Data to process =
########

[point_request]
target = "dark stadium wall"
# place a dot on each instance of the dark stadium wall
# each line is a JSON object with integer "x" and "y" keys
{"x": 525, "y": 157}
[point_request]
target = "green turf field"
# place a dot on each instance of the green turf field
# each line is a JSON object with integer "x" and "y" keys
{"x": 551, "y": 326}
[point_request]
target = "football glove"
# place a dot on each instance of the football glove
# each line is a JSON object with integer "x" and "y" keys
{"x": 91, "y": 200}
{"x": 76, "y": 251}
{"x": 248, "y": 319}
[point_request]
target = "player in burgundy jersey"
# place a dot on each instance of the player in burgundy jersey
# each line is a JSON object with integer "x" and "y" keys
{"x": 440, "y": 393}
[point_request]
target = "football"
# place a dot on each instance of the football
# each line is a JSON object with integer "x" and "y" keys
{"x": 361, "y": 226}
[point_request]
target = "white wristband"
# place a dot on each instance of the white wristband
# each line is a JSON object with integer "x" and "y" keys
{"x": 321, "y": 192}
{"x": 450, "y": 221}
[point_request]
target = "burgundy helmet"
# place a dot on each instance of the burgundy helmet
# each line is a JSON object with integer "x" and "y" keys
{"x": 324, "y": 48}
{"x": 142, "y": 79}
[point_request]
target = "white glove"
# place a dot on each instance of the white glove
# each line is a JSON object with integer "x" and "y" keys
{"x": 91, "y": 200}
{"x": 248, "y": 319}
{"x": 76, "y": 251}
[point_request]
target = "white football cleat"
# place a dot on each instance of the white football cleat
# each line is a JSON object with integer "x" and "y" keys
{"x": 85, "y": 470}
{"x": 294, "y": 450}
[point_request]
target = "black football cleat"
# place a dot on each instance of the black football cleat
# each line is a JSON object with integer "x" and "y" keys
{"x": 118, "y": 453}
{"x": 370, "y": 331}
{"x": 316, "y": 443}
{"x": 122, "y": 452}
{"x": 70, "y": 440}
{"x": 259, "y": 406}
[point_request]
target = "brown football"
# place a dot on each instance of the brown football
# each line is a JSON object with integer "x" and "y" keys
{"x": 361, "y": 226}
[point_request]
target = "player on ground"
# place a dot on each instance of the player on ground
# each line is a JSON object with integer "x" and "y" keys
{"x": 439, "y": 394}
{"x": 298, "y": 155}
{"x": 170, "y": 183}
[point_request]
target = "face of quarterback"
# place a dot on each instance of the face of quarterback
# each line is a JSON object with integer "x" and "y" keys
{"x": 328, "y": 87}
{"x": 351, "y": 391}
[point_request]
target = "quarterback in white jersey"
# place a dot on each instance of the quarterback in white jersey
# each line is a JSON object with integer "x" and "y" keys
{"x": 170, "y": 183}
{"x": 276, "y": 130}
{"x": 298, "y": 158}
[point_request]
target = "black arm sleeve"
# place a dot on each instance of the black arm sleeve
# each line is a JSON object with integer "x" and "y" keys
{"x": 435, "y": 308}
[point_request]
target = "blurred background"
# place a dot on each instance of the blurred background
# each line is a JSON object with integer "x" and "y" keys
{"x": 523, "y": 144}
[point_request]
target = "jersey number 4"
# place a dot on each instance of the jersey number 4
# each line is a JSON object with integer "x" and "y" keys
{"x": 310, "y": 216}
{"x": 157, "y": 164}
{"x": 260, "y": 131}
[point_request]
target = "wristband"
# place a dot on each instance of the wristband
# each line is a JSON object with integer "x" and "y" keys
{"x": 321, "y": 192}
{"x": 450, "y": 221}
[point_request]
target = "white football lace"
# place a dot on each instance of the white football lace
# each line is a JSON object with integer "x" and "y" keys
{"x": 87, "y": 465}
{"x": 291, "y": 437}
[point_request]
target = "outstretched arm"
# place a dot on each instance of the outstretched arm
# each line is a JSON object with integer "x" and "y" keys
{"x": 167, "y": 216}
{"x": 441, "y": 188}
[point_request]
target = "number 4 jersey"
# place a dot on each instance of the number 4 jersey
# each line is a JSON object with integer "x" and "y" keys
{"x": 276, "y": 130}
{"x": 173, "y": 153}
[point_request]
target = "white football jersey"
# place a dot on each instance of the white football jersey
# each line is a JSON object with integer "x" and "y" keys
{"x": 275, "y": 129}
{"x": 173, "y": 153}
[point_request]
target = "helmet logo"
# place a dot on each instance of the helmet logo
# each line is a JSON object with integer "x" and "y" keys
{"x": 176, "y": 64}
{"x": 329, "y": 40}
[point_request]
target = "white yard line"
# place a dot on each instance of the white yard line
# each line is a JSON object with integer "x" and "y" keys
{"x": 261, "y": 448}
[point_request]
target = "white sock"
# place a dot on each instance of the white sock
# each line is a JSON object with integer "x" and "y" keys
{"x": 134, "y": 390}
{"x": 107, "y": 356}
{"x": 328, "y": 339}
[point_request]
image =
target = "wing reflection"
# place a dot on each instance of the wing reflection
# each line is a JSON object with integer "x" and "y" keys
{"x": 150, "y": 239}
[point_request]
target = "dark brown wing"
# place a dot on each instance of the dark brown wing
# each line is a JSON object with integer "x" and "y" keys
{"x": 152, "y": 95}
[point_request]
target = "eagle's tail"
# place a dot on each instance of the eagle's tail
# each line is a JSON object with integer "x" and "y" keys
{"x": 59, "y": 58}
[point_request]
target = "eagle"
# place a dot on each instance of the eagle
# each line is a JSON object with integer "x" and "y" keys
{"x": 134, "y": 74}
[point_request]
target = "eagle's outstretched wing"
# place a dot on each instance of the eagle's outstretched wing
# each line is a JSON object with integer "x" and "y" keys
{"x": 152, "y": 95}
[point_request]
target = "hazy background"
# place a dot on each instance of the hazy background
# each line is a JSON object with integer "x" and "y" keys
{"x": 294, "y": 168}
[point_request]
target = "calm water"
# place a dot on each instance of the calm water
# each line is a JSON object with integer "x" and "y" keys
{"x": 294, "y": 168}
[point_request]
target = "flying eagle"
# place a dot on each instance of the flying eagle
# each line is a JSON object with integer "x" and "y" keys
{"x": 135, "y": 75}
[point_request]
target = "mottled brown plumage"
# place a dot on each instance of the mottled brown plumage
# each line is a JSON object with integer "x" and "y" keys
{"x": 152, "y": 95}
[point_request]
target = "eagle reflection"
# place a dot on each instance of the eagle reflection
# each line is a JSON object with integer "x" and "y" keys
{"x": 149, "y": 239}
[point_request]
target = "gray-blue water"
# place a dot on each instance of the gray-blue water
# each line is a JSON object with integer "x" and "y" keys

########

The task =
Set down each entry again, unchanged.

Response =
[point_request]
target = "dark stadium wall"
# place a dot on each instance of the dark stadium wall
# each line is a JSON object with integer "x" and "y" keys
{"x": 525, "y": 157}
[point_request]
target = "green turf field"
# place a dot on each instance of the green turf field
# each line is a JSON object with integer "x" and "y" keys
{"x": 551, "y": 326}
[point_request]
target = "football glove"
# place a dot on each instance of the football glove
# each line is a JSON object with integer "x" and "y" keys
{"x": 91, "y": 200}
{"x": 76, "y": 251}
{"x": 248, "y": 319}
[point_request]
target = "player in burgundy jersey"
# place a dot on each instance of the player in burgundy jersey
# each line is a JSON object with integer "x" and "y" keys
{"x": 440, "y": 393}
[point_request]
target = "football"
# place a dot on each instance of the football
# each line is a JSON object with integer "x" and "y" keys
{"x": 361, "y": 226}
[point_request]
target = "white wristband"
# place a dot on each instance of the white wristband
# each line is a JSON object with integer "x" and "y" keys
{"x": 321, "y": 192}
{"x": 450, "y": 221}
[point_request]
target = "burgundy helmet"
# place a dot on each instance of the burgundy helmet
# each line is a JSON object with integer "x" and "y" keys
{"x": 324, "y": 48}
{"x": 142, "y": 79}
[point_request]
target = "white glove"
# place a dot on each instance of the white glove
# each line is a JSON object with integer "x" and "y" keys
{"x": 91, "y": 200}
{"x": 248, "y": 319}
{"x": 76, "y": 251}
[point_request]
target = "white football cleat"
# place a dot on each instance of the white football cleat
# each line is a JSON object with integer "x" and "y" keys
{"x": 85, "y": 470}
{"x": 294, "y": 450}
[point_request]
target = "black football cleat"
# place a dot on each instance of the black football cleat
# each line is a JSON object with integer "x" and "y" keys
{"x": 118, "y": 453}
{"x": 370, "y": 331}
{"x": 316, "y": 443}
{"x": 122, "y": 452}
{"x": 70, "y": 440}
{"x": 259, "y": 406}
[point_request]
target = "brown football"
# place a dot on each instance of the brown football
# each line is a JSON object with integer "x" and "y" keys
{"x": 361, "y": 226}
[point_request]
target = "player on ground"
# place a dot on each instance of the player on ground
# each line is a JSON object with integer "x" and "y" keys
{"x": 439, "y": 394}
{"x": 298, "y": 155}
{"x": 170, "y": 183}
[point_request]
target = "face of quarterback"
# place a dot on each instance of the face of quarterback
# each line is a JSON object with integer "x" and "y" keys
{"x": 328, "y": 87}
{"x": 351, "y": 391}
[point_request]
target = "quarterback in white jersey"
# place a dot on each instance of the quarterback in white jersey
# each line is a JSON object with integer "x" and "y" keys
{"x": 170, "y": 183}
{"x": 276, "y": 130}
{"x": 298, "y": 158}
[point_request]
target = "black arm sleeve"
# place a dot on each instance of the black arm sleeve
# each line is a JSON object with integer "x" and "y" keys
{"x": 435, "y": 308}
[point_request]
target = "blurred background"
# place a dot on each instance of the blurred background
# each line is a JSON object with integer "x" and "y" keys
{"x": 523, "y": 144}
[point_request]
target = "jersey number 4"
# place a dot on each instance of the jersey number 4
# each line is a JSON object with integer "x" and "y" keys
{"x": 310, "y": 216}
{"x": 157, "y": 164}
{"x": 260, "y": 131}
[point_request]
target = "wristband"
# place a dot on each instance of the wristband
# each line is a JSON object with integer "x" and "y" keys
{"x": 321, "y": 192}
{"x": 450, "y": 221}
[point_request]
target = "white football lace"
# place a dot on each instance of the white football lace
# each line is a JSON object with integer "x" and "y" keys
{"x": 87, "y": 465}
{"x": 291, "y": 437}
[point_request]
target = "outstretched arm"
# place a dot on each instance of the outstretched arm
# each line is a JSON object with integer "x" and "y" keys
{"x": 167, "y": 216}
{"x": 441, "y": 188}
[point_request]
target = "number 4 jersey"
# place a dot on each instance of the number 4 jersey
# each line is a JSON object with integer "x" and "y" keys
{"x": 276, "y": 130}
{"x": 173, "y": 153}
[point_request]
target = "white football jersey"
# place a dot on each instance of the white football jersey
# each line is a JSON object with integer "x" and "y" keys
{"x": 275, "y": 129}
{"x": 173, "y": 153}
[point_request]
target = "helmet logo"
# place a dot on each instance of the helmet logo
# each line is a JSON object with integer "x" and "y" keys
{"x": 176, "y": 64}
{"x": 329, "y": 40}
[point_request]
target = "white yard line"
# place a dot on each instance of the white yard line
# each line is a JSON object with integer "x" and "y" keys
{"x": 261, "y": 448}
[point_request]
target = "white sock"
# place a dot on each instance of the white sock
# each line is a JSON object with integer "x" and "y" keys
{"x": 134, "y": 390}
{"x": 107, "y": 356}
{"x": 328, "y": 339}
[point_request]
image =
target = "wing reflection"
# place a dot on each instance of the wing reflection
# each line is a JSON object with integer "x" and "y" keys
{"x": 150, "y": 239}
[point_request]
target = "dark brown wing"
# place a dot on each instance of the dark brown wing
# each line is a JSON object with integer "x" and "y" keys
{"x": 152, "y": 95}
[point_request]
target = "eagle's tail"
# place a dot on each instance of the eagle's tail
# each line is a JSON object with integer "x" and "y" keys
{"x": 59, "y": 58}
[point_request]
target = "eagle"
# place a dot on each instance of the eagle
# each line is a JSON object with integer "x" and "y" keys
{"x": 134, "y": 74}
[point_request]
target = "eagle's outstretched wing"
# place a dot on each instance of the eagle's outstretched wing
# each line is a JSON object with integer "x" and "y" keys
{"x": 152, "y": 95}
[point_request]
target = "hazy background"
# place a dot on each instance of the hazy background
# each line is a JSON object with integer "x" and "y" keys
{"x": 294, "y": 168}
[point_request]
target = "calm water"
# place a dot on each instance of the calm water
# each line is a JSON object with integer "x" and "y" keys
{"x": 294, "y": 168}
[point_request]
target = "flying eagle"
# place a dot on each instance of the flying eagle
# each line is a JSON object with integer "x" and "y" keys
{"x": 135, "y": 75}
[point_request]
target = "mottled brown plumage"
# place a dot on each instance of the mottled brown plumage
# each line is a JSON object with integer "x" and "y" keys
{"x": 152, "y": 95}
[point_request]
target = "eagle reflection"
# place a dot on each instance of the eagle reflection
# each line is a JSON object with integer "x" and "y" keys
{"x": 149, "y": 239}
[point_request]
target = "gray-blue water"
# place a dot on each instance of the gray-blue water
# each line is a JSON object with integer "x" and "y" keys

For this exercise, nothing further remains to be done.